Há um tipo de pobreza que não se mede em números, mas em atitude: é a preguiça de pensar. Essa apatia silenciosa que se instala quando o ser humano deixa de questionar, de investigar, de duvidar. É uma preguiça que não se manifesta pelo corpo, mas pela mente — e talvez por isso mesmo seja mais perigosa. Porque quem deixa de pensar por si, passa a ser pensado pelos outros.

Vivemos um tempo em que o excesso de informação já não significa sabedoria. As pessoas consomem ideias rápidas, comparações fáceis, frases feitas e propaganda de bolso como quem toma comprimidos para não sentir dor. O problema é que, ao fugir da fadiga de pensar, cria-se uma sociedade que não analisa, apenas repete. E quando todos repetem, ninguém se transforma.

A preguiça de pensar manifesta-se de muitas formas: quando preferimos acreditar num vídeo curto em vez de ler um texto; quando partilhamos opiniões sem confirmar os factos; quando comparamos vidas e realidades diferentes apenas para justificar o nosso conforto. É uma preguiça que nos faz julgar com pressa e compreender devagar. Aceitamos o que é dito, imitamos o que é mostrado, seguimos o que é moda — e chamamos a isso “liberdade”.

Mas pensar é trabalho. É desconfortável. Obriga-nos a sair da fila do “todos fazem assim” e a seguir pela estrada onde cada passo precisa ser escolhido. Pensar é questionar a propaganda que promete o paraíso em prestações, é olhar para a comparação fácil e perguntar: “Será mesmo que tudo se reduz a isto?”. Pensar é duvidar com responsabilidade.

### Listagem guardada
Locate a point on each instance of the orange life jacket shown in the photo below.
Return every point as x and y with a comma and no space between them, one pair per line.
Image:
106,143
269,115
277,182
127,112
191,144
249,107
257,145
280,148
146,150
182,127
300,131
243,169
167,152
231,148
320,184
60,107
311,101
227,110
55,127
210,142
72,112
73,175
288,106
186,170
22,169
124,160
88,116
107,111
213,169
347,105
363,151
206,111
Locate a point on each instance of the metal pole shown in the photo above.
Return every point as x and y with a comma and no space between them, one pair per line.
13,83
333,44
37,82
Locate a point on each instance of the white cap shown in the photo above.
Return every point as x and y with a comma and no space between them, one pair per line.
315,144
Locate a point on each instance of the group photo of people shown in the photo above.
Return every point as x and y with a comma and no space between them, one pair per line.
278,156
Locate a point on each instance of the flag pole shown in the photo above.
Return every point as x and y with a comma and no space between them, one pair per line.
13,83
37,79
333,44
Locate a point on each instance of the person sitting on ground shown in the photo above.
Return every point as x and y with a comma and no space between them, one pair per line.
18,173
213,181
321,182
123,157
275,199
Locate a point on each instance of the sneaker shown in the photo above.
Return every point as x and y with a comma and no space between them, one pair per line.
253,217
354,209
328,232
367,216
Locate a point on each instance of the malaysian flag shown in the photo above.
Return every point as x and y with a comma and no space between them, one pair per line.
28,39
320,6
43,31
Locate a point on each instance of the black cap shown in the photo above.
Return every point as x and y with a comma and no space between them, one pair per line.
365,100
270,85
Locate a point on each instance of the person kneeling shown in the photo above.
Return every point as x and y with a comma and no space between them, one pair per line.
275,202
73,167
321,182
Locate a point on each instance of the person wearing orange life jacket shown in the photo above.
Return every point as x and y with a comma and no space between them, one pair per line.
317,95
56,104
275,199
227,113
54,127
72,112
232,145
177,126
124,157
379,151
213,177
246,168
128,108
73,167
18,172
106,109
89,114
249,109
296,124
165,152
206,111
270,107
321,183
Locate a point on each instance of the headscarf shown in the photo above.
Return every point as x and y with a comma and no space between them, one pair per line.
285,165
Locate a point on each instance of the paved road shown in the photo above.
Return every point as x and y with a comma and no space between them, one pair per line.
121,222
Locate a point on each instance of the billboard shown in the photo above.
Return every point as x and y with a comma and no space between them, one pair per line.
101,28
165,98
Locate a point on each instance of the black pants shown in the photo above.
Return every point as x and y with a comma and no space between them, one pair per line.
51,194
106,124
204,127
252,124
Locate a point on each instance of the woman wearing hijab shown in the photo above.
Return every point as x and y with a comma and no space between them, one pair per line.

### Instrução dada
Prossiga o texto sobre a preguiça de pensar a partir da última frase apresentada. A listagem não faz falta aqui.

### Resposta esperada
E é precisamente essa disposição para o esforço mental que torna tão valiosa a história de Kimani Ng’ang’a Maruge, do Quénia. Um homem que, aos 84 anos, decidiu entrar para o primeiro ano da escola primária. Não foi por vaidade, nem para aparecer nos jornais. Foi porque queria compreender o mundo pelas próprias letras. Queria ler a Bíblia sem intermediários, contar o próprio dinheiro, reconhecer as palavras que antes lhe passavam diante dos olhos como enigmas indecifráveis.

A história é verídica: registada oficialmente pelo Guinness World Records, Maruge foi o estudante mais velho do mundo a iniciar a escola primária, em 12 de Janeiro de 2004. A sua imagem sentado entre crianças, lápis na mão e olhar firme, é uma das mais belas lições de humanidade e resistência intelectual do nosso tempo.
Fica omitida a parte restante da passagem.